What you need to do >>
(a) According to the report on madrassa funding, how much money do madrassas in Pakistan receive each year through charitable donations?
(b) Reproduce the passage of the madrassa funding report that opens with the words containing "The report said that" and closes with "CBI, it said.".

Source >>
The report in The Times was based on the conclusions of an investigation by the Brussels-based International Crisis Group (ICG), a private, multinational organisation, working to prevent and contain conflict.
The ICG has learnt that madrassas or Islamic seminaries in Pakistan, receive more than 800 million pounds a year - equivalent to the country's income tax collections -- through charitable donations mainly from wealthy UK-based Muslim businessmen, the report said.
A large number of these madrassas are controlled by fundamentalistic Islamic militant organisations fighting in Jammu and Kashmir, it said.
The report said that India had sent a Central Bureau of Investigation team in July, offering Scotland Yard evidence against 14 businessmen in Britain, who are funnelling cash to Islamic seminaries and terrorist groups.
Authorities in the UK are investigating at least three groups named by the CBI, it said.
One of the suspects is London-based nuclear scientist and expatriate Kashmiri leader Dr Ayub Thakur, whose charity 'Mercy Universal' is among those being investigated, said the report.
However, Dr Thakur claims he has 'no connection with Kashmiri militants and has documents to prove all the money he raised is sent to charitable projects', the report said.
According to the ICG, clerics of some madrassas are reluctant to open their books for scrutiny, the report said.
Though the madrassas claim to teach Islamic theology, critics accuse them of producing thousands of jihadis (religious warriors) who took part in the war in Afghanistan and militancy in Chechnya and Kashmir, the paper said.
Western governments, including UK, are putting pressure on President Gen Pervez Musharraf to regulate the estimated 10,000 madrassas in Pakistan.

[Point placement entries]

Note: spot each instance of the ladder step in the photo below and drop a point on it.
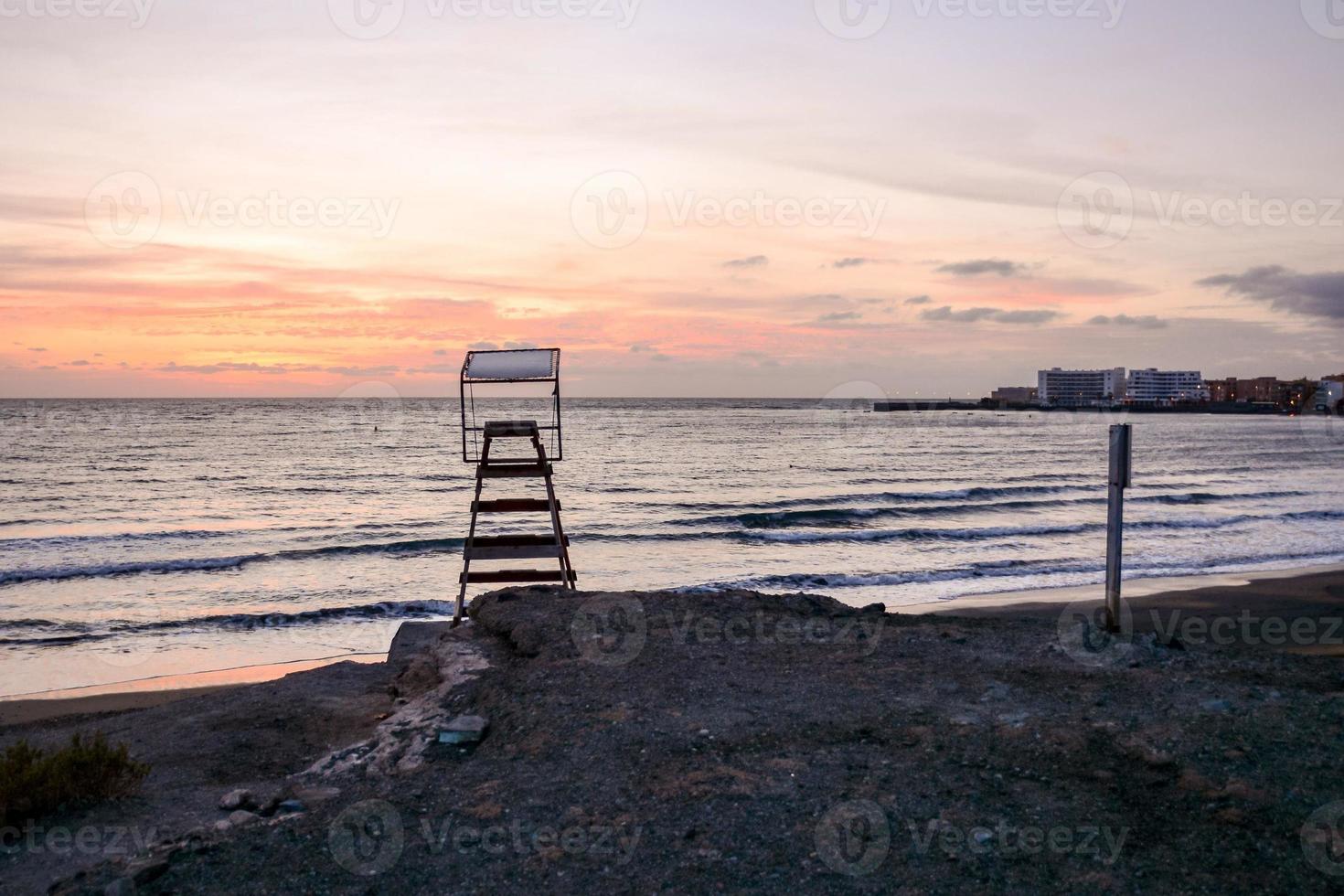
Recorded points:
(517, 575)
(509, 547)
(514, 470)
(511, 429)
(514, 506)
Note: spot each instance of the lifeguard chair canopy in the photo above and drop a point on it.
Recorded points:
(509, 367)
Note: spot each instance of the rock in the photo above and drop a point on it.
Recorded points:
(148, 872)
(238, 799)
(316, 795)
(464, 730)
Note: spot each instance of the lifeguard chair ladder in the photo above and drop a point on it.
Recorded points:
(532, 366)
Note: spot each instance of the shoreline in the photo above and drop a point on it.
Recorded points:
(155, 690)
(1146, 587)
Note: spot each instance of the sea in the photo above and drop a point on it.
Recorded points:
(143, 539)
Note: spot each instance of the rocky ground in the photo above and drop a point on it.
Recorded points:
(729, 743)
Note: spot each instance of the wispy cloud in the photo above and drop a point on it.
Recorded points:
(754, 261)
(1146, 321)
(992, 315)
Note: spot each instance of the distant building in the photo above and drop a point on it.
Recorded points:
(1058, 387)
(1014, 395)
(1329, 397)
(1157, 389)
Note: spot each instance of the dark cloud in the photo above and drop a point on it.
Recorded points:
(995, 315)
(1147, 321)
(984, 266)
(1286, 291)
(755, 261)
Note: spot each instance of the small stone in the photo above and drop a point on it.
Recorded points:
(120, 887)
(238, 799)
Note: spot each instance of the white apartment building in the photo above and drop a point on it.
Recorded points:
(1081, 389)
(1166, 387)
(1328, 397)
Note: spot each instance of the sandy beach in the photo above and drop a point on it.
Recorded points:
(741, 741)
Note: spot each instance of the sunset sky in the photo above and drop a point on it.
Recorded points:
(691, 197)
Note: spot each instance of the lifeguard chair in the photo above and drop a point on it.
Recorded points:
(539, 366)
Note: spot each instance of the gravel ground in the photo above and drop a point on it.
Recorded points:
(691, 743)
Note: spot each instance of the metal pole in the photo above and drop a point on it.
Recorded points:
(1121, 455)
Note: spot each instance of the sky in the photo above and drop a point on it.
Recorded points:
(761, 197)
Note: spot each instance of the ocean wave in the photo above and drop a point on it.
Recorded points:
(66, 633)
(203, 564)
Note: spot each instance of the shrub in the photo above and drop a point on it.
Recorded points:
(35, 782)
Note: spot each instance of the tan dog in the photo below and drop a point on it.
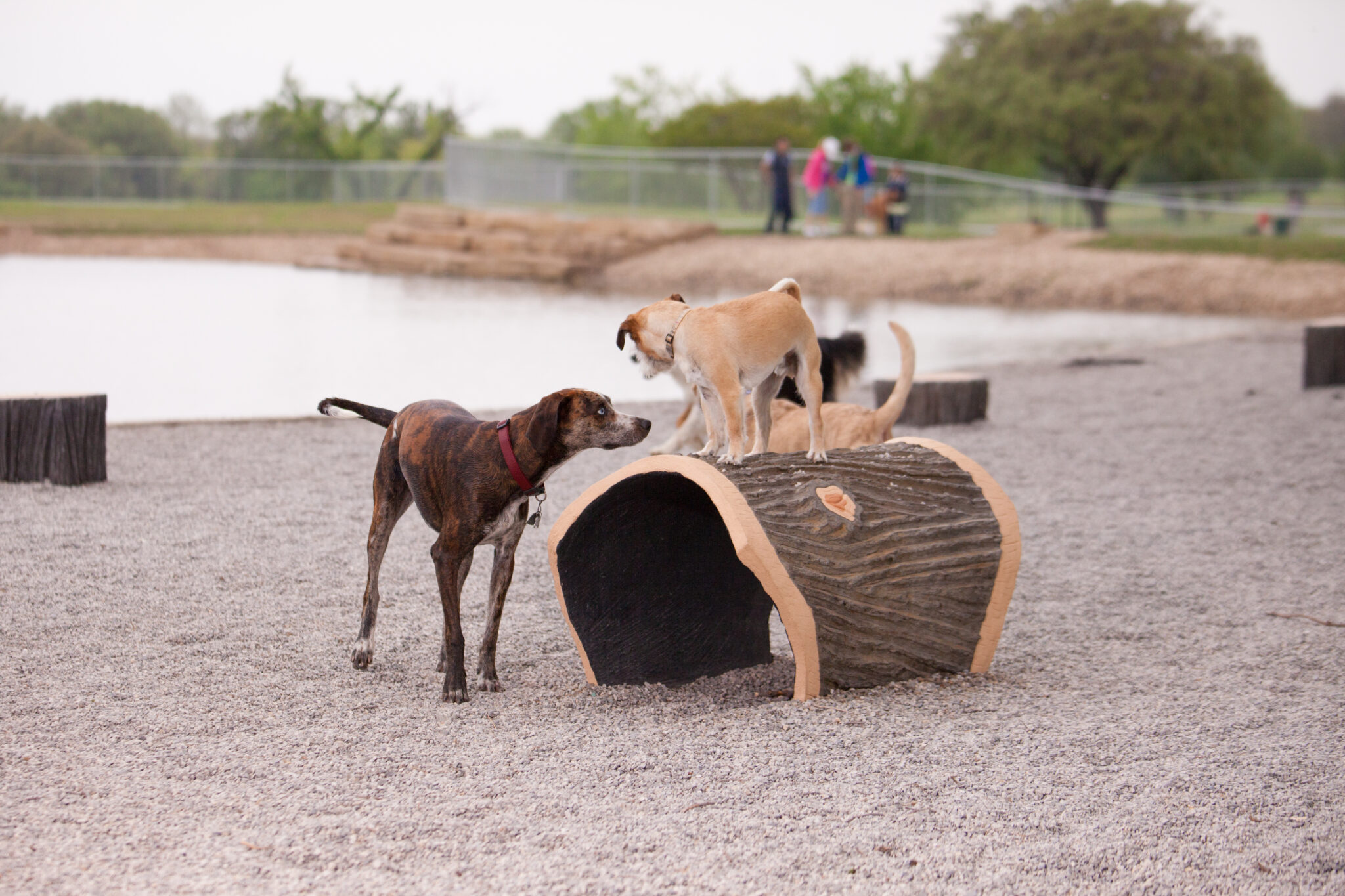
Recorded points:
(848, 425)
(748, 343)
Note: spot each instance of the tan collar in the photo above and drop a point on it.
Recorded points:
(667, 340)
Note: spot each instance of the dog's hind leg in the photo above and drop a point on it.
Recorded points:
(462, 580)
(500, 576)
(391, 498)
(810, 383)
(762, 398)
(449, 565)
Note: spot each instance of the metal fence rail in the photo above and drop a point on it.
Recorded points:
(724, 186)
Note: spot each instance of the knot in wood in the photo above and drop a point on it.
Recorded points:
(837, 501)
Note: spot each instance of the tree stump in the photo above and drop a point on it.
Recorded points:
(940, 398)
(62, 438)
(888, 562)
(1324, 352)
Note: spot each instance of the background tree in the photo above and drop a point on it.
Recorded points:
(118, 128)
(1087, 89)
(369, 127)
(1325, 128)
(866, 105)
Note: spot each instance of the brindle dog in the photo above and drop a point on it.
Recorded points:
(452, 467)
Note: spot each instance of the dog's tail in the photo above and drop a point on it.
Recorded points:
(848, 352)
(887, 416)
(380, 416)
(789, 286)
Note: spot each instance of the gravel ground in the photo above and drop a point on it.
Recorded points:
(182, 715)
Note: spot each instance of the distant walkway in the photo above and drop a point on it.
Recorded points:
(1046, 272)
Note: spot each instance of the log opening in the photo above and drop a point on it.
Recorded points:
(889, 562)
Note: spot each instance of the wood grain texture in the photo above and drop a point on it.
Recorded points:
(940, 398)
(900, 591)
(1324, 354)
(62, 438)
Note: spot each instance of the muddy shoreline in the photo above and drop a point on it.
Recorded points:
(1043, 273)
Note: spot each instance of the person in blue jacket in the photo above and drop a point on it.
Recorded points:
(853, 181)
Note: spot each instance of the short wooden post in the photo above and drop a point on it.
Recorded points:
(888, 562)
(62, 438)
(940, 398)
(1324, 352)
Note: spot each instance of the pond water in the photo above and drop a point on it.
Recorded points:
(173, 340)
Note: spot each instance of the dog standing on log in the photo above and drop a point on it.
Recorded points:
(471, 481)
(849, 425)
(843, 359)
(748, 343)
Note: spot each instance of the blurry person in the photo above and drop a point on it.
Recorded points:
(817, 179)
(898, 209)
(853, 181)
(775, 165)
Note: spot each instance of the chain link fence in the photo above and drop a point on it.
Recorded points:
(724, 186)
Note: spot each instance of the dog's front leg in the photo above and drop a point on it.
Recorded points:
(500, 576)
(810, 386)
(762, 398)
(713, 422)
(449, 561)
(730, 393)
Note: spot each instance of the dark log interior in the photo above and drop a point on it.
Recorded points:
(654, 589)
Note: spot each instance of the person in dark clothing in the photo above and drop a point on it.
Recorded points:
(898, 207)
(775, 165)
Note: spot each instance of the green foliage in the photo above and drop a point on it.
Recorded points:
(370, 127)
(1301, 161)
(865, 105)
(118, 128)
(39, 139)
(1090, 88)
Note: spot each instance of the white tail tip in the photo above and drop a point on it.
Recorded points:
(789, 286)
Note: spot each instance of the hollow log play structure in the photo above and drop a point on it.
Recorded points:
(460, 242)
(889, 562)
(1324, 352)
(62, 438)
(940, 398)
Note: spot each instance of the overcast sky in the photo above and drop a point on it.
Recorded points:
(518, 64)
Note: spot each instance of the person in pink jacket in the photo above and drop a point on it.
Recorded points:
(817, 178)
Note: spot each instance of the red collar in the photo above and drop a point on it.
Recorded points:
(516, 471)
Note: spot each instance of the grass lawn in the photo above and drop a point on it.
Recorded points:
(1313, 247)
(191, 218)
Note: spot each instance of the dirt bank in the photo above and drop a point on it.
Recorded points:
(181, 714)
(1048, 272)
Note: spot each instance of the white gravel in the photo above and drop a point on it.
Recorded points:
(181, 714)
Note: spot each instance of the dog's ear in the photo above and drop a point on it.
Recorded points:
(545, 422)
(627, 328)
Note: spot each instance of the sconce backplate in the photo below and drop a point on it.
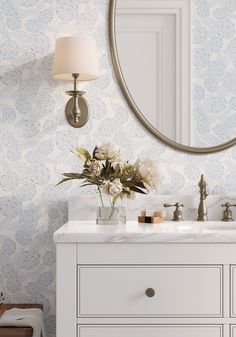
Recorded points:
(84, 112)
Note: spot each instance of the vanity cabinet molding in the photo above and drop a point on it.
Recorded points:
(151, 331)
(233, 331)
(178, 291)
(102, 286)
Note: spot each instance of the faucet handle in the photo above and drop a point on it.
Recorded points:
(227, 214)
(177, 214)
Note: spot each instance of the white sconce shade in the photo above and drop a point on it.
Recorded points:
(75, 55)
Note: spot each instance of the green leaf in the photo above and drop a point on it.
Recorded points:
(136, 189)
(83, 154)
(65, 180)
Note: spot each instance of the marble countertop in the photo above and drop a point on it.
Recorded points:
(169, 231)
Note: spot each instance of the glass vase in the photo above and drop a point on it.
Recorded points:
(108, 214)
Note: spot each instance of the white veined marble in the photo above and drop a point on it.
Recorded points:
(169, 231)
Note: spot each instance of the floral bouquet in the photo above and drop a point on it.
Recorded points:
(113, 176)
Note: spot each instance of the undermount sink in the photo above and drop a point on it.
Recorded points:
(225, 227)
(208, 226)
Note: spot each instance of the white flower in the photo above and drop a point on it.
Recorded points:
(95, 167)
(149, 172)
(113, 187)
(108, 151)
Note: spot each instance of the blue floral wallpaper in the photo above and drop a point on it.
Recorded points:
(35, 139)
(214, 71)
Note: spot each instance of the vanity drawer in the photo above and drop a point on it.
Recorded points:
(151, 331)
(233, 331)
(180, 291)
(233, 291)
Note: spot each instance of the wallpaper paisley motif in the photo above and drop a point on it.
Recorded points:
(35, 139)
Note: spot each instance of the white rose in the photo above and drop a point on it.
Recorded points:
(108, 151)
(95, 167)
(113, 187)
(149, 172)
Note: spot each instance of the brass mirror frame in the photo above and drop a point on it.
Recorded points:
(134, 107)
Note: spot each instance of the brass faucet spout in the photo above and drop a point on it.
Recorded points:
(202, 208)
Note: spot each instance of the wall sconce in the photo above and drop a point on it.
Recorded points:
(75, 59)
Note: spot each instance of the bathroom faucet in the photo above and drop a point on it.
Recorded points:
(202, 208)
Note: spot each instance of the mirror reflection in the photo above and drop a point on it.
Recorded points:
(179, 67)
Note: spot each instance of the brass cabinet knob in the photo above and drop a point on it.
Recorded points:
(150, 292)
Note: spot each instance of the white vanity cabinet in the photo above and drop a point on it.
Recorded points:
(140, 281)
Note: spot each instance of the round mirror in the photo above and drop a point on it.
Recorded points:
(182, 88)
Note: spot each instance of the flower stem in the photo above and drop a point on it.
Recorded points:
(100, 194)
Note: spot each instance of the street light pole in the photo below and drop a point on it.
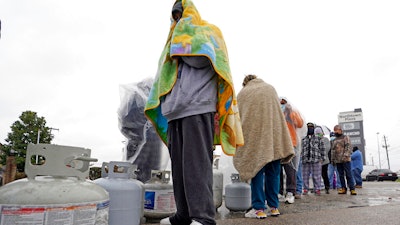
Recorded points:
(379, 152)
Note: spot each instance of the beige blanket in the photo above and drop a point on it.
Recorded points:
(265, 132)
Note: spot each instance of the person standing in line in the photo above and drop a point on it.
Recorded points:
(313, 153)
(294, 122)
(357, 166)
(192, 106)
(267, 144)
(325, 164)
(341, 157)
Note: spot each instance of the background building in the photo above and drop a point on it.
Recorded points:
(352, 125)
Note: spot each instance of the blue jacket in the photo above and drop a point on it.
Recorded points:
(356, 160)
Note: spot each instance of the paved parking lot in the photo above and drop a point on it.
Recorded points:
(375, 199)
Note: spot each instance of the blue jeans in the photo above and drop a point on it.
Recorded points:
(357, 176)
(299, 184)
(265, 186)
(331, 170)
(344, 170)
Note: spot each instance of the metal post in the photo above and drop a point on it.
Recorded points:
(379, 152)
(387, 154)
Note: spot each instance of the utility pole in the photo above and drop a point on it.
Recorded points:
(379, 152)
(386, 146)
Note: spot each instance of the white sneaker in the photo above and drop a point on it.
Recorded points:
(165, 221)
(281, 198)
(254, 213)
(194, 222)
(289, 198)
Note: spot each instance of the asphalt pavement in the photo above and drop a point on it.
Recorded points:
(375, 203)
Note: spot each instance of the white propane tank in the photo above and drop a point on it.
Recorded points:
(159, 200)
(56, 190)
(237, 194)
(218, 184)
(126, 192)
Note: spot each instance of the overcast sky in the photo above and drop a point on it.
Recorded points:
(65, 60)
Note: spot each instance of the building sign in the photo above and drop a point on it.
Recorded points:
(352, 126)
(345, 117)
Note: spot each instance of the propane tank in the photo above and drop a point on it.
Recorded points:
(126, 192)
(237, 194)
(55, 191)
(217, 183)
(159, 201)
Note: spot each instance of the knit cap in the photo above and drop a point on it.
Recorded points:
(177, 7)
(318, 131)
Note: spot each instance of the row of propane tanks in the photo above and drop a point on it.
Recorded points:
(57, 192)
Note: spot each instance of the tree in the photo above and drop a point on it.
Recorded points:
(28, 129)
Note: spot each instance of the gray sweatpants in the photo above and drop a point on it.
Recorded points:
(190, 144)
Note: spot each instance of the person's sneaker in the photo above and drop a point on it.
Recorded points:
(281, 198)
(254, 213)
(342, 191)
(165, 221)
(289, 198)
(275, 212)
(297, 196)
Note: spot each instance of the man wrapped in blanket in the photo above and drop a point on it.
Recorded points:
(192, 106)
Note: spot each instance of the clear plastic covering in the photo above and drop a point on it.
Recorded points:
(143, 146)
(300, 131)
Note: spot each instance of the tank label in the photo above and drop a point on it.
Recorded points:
(159, 200)
(82, 214)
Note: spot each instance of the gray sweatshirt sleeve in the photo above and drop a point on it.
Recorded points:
(196, 61)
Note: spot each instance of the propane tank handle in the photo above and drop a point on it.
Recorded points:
(88, 159)
(119, 169)
(58, 160)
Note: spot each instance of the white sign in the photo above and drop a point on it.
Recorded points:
(350, 117)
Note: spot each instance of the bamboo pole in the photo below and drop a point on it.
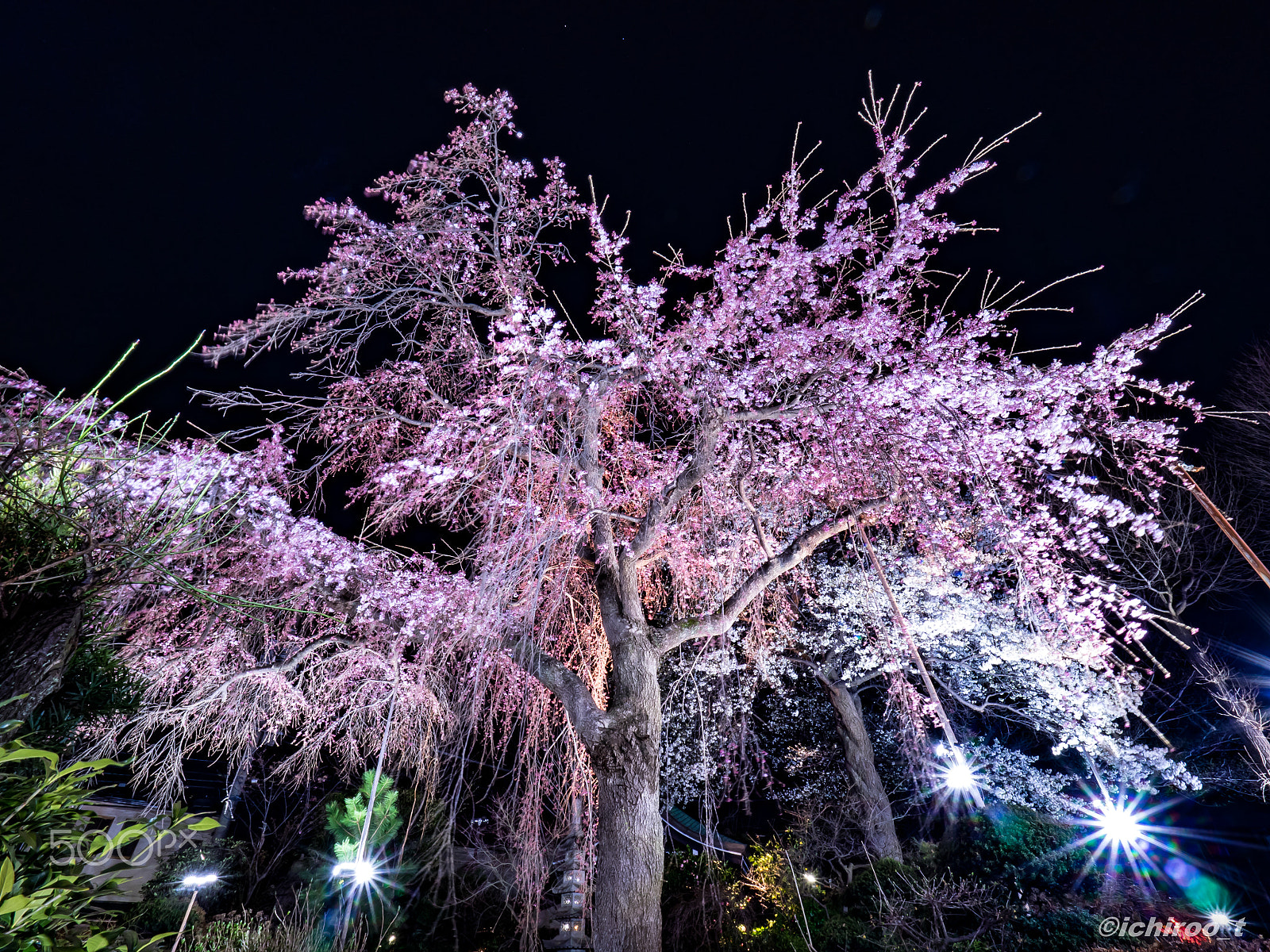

The solutions >>
(a) More than 800 million pounds a year.

(b)
The report said that India had sent a Central Bureau of Investigation team in July, offering Scotland Yard evidence against 14 businessmen in Britain, who are funnelling cash to Islamic seminaries and terrorist groups.
Authorities in the UK are investigating at least three groups named by the CBI, it said.